• _Task prompt_
Put every row below into a numbered list, and drop any blank lines.

Rows for bounding box labeling
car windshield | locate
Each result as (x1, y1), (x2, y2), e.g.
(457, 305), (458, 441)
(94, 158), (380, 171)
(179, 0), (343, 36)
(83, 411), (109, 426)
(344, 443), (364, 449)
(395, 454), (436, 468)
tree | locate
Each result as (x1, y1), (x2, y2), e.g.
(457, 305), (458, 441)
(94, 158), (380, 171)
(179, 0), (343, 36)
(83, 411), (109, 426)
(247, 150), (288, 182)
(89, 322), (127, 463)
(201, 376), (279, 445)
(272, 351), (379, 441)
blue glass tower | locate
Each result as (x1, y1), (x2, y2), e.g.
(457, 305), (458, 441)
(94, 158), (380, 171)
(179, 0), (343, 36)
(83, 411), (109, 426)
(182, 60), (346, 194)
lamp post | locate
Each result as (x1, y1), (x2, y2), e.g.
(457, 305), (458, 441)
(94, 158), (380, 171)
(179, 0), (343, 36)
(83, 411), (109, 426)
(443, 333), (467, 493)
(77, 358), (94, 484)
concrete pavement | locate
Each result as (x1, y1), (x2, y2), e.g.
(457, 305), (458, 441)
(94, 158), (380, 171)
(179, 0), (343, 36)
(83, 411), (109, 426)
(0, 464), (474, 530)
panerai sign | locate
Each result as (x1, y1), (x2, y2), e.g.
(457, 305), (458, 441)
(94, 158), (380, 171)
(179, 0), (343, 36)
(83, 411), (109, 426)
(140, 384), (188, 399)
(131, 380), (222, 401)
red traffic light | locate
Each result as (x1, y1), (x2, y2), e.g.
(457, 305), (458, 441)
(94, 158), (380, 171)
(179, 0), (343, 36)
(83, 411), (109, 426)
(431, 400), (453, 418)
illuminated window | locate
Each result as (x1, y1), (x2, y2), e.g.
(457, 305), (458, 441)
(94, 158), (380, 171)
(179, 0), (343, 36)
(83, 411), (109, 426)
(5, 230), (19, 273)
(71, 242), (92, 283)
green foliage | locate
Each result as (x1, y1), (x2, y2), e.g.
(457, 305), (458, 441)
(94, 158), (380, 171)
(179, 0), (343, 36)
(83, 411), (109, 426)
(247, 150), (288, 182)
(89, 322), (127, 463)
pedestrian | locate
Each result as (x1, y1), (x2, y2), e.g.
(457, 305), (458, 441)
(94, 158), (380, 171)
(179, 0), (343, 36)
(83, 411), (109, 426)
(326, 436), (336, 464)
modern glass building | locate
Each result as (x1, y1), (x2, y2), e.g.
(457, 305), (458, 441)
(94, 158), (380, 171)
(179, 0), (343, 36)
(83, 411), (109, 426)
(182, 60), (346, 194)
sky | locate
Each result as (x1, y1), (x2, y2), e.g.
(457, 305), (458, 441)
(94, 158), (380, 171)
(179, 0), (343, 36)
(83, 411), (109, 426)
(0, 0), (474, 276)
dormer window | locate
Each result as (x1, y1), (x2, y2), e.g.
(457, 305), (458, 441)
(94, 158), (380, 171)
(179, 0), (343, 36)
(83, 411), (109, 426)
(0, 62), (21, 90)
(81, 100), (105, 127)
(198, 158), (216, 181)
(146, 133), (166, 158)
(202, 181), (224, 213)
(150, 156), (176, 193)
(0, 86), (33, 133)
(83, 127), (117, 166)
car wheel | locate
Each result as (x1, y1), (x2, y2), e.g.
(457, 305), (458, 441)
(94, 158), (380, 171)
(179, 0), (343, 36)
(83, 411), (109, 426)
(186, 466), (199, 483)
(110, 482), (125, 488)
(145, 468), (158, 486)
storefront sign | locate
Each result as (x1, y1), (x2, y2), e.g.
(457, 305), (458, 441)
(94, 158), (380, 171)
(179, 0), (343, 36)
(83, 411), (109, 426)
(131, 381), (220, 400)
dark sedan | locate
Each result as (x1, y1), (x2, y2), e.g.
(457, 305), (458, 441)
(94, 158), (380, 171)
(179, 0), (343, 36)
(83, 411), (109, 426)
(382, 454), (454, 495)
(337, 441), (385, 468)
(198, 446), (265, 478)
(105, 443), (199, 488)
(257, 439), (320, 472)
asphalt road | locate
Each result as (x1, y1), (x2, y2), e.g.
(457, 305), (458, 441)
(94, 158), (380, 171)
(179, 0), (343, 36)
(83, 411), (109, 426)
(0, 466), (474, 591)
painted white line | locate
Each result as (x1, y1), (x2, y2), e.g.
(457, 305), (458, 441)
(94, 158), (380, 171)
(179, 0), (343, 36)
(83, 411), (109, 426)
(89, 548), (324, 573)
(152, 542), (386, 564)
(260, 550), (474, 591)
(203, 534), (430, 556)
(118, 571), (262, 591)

• _Response below_
1. car windshield | locate
2. Each result as (x1, y1), (x2, y2), e.g.
3. (457, 305), (458, 441)
4. (94, 158), (380, 171)
5. (179, 0), (343, 36)
6. (83, 411), (109, 426)
7. (344, 443), (364, 449)
8. (395, 454), (436, 468)
9. tree | locate
10. Each result as (x1, y1), (x2, y2), e.g.
11. (457, 305), (458, 441)
12. (94, 158), (380, 171)
13. (179, 0), (343, 36)
14. (83, 411), (109, 426)
15. (247, 150), (288, 182)
16. (89, 322), (127, 463)
17. (201, 376), (279, 445)
18. (272, 351), (379, 441)
19. blue glass tower | locate
20. Each result as (x1, y1), (x2, y2), e.g.
21. (457, 305), (458, 441)
22. (94, 158), (380, 171)
23. (179, 0), (343, 36)
24. (83, 411), (109, 426)
25. (182, 60), (346, 194)
26. lamp post | locate
27. Each result as (x1, y1), (x2, y2), e.g.
28. (457, 305), (458, 441)
29. (94, 158), (380, 171)
30. (179, 0), (343, 36)
31. (83, 411), (109, 426)
32. (443, 333), (467, 493)
33. (77, 358), (94, 484)
34. concrete pavement | locate
35. Each result as (x1, y1), (x2, y2), e.g.
36. (457, 305), (458, 441)
37. (94, 158), (380, 171)
38. (179, 0), (343, 36)
39. (83, 411), (109, 426)
40. (0, 464), (474, 530)
41. panerai sign | locate
42. Each result as (x1, y1), (x2, y2), e.g.
43. (457, 305), (458, 441)
44. (94, 158), (380, 171)
45. (179, 0), (343, 36)
46. (83, 411), (109, 426)
47. (140, 384), (188, 399)
48. (131, 380), (222, 401)
49. red traffic light | locate
50. Each result as (x1, y1), (x2, y2), e.g.
51. (457, 305), (458, 441)
52. (94, 158), (380, 171)
53. (179, 0), (343, 36)
54. (83, 411), (109, 426)
55. (431, 400), (453, 418)
56. illuminated window | locate
57. Each result as (x1, y1), (x2, y2), e.g.
58. (457, 305), (458, 441)
59. (94, 158), (380, 171)
60. (179, 0), (343, 36)
61. (83, 411), (109, 426)
62. (5, 230), (19, 273)
63. (71, 242), (92, 283)
64. green foliage | locate
65. Each result as (x1, y1), (x2, y2), e.g.
66. (457, 305), (458, 441)
67. (94, 158), (380, 171)
68. (179, 0), (343, 36)
69. (83, 411), (109, 426)
70. (247, 150), (288, 182)
71. (89, 322), (127, 463)
72. pedestrian | locate
73. Each result as (x1, y1), (x2, y2), e.g.
74. (457, 305), (458, 441)
75. (94, 158), (380, 171)
76. (179, 0), (343, 36)
77. (83, 411), (109, 426)
78. (326, 436), (336, 464)
79. modern glass building | locate
80. Each result as (x1, y1), (x2, y2), e.g.
81. (457, 305), (458, 441)
82. (94, 158), (380, 171)
83. (179, 0), (343, 36)
84. (83, 411), (109, 426)
85. (182, 60), (346, 194)
86. sky | locate
87. Each result as (x1, y1), (x2, y2), e.g.
88. (457, 305), (458, 441)
89. (94, 158), (380, 171)
90. (179, 0), (343, 36)
91. (83, 411), (109, 426)
92. (0, 0), (474, 276)
93. dormer window | locate
94. Each result as (x1, y1), (x2, y2), e.g.
95. (457, 305), (458, 441)
96. (94, 158), (380, 171)
97. (179, 0), (343, 36)
98. (83, 411), (109, 426)
99. (0, 62), (21, 90)
100. (81, 100), (105, 127)
101. (198, 158), (216, 181)
102. (146, 133), (166, 158)
103. (202, 181), (224, 213)
104. (150, 156), (176, 193)
105. (0, 86), (33, 133)
106. (83, 127), (117, 166)
107. car wheel | locate
108. Each result as (x1, y1), (x2, y2), e.g.
109. (457, 305), (458, 441)
110. (94, 158), (380, 171)
111. (179, 0), (343, 36)
112. (83, 411), (109, 426)
113. (186, 466), (199, 483)
114. (110, 482), (125, 488)
115. (145, 468), (158, 486)
116. storefront sign | locate
117. Each result as (x1, y1), (x2, y2), e.g.
118. (457, 305), (458, 441)
119. (94, 158), (380, 171)
120. (179, 0), (343, 36)
121. (83, 411), (109, 426)
122. (131, 381), (220, 400)
123. dark sedan | locate
124. Each result as (x1, y1), (x2, y2), e.g.
125. (457, 305), (458, 441)
126. (94, 158), (380, 171)
127. (179, 0), (343, 36)
128. (83, 411), (109, 426)
129. (382, 454), (454, 495)
130. (337, 441), (385, 468)
131. (198, 446), (265, 478)
132. (105, 443), (199, 488)
133. (257, 439), (320, 472)
134. asphalt road | locate
135. Each result as (x1, y1), (x2, y2), e.g.
136. (457, 305), (458, 441)
137. (94, 158), (380, 171)
138. (179, 0), (343, 36)
139. (83, 411), (109, 426)
140. (0, 466), (474, 591)
141. painted white line | locate
142. Each result as (x1, y1), (x2, y2), e.g.
143. (457, 305), (458, 441)
144. (94, 158), (380, 171)
145. (179, 0), (343, 36)
146. (83, 411), (109, 426)
147. (89, 548), (324, 573)
148. (152, 542), (386, 564)
149. (260, 550), (474, 591)
150. (203, 534), (430, 556)
151. (118, 571), (262, 591)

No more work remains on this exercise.